Write out the lines of the records from the one containing "Where can the cumulus" to the very last, keeping each exactly as it is.

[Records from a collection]

=-=-=-=-=

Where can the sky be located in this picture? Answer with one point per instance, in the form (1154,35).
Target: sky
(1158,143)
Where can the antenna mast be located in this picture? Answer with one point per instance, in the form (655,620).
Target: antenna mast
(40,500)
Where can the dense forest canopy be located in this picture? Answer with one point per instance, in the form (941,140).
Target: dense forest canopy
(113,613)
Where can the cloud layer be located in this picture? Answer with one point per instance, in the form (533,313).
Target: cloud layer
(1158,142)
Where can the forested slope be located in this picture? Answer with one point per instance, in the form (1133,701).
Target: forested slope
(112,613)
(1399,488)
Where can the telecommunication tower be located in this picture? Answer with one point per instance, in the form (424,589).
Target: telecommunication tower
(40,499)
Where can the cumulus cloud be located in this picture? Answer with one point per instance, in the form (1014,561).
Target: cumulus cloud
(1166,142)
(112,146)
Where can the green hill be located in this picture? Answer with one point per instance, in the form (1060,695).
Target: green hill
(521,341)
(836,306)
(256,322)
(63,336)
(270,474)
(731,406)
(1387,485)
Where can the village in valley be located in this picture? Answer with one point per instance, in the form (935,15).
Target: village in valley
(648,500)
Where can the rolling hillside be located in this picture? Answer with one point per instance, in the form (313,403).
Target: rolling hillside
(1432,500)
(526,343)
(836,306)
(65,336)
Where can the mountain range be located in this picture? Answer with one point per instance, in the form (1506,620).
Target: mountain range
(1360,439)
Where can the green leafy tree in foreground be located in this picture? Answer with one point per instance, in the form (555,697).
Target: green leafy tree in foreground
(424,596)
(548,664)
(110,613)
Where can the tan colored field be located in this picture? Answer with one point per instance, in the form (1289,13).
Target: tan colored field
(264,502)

=-=-=-=-=

### Result for this task:
Where can the cumulus cloud be located in this picture? Answer with one point per instance, in the form (1014,561).
Target: cumulus cloud
(1166,142)
(112,146)
Where can the green hill be located in this picture? Answer with one point per instance, in the form (1060,695).
Target: green hill
(521,341)
(836,306)
(256,322)
(63,336)
(270,474)
(731,406)
(1387,485)
Where can the village in valley be located in this picture? Answer with one point per instance, in the form (935,15).
Target: village in valley
(648,500)
Where can the rolling hillside be located in this picture? Answer with one point per instance, in the form (313,403).
Target: rolling hillside
(1432,500)
(526,343)
(836,306)
(65,336)
Where can the mountain range be located in this picture? Answer with one point per instance, in the form (1506,620).
Target: mountain range
(1360,439)
Where can the green leafy tree in foreground be located in this picture? Answer with one point per instance, in the form (555,697).
Target: green leafy tree in foreground
(424,596)
(548,664)
(110,613)
Where can the tan colored field be located in this picture? Answer with one point per instance, in the form (1289,13).
Target: tan colored field
(264,502)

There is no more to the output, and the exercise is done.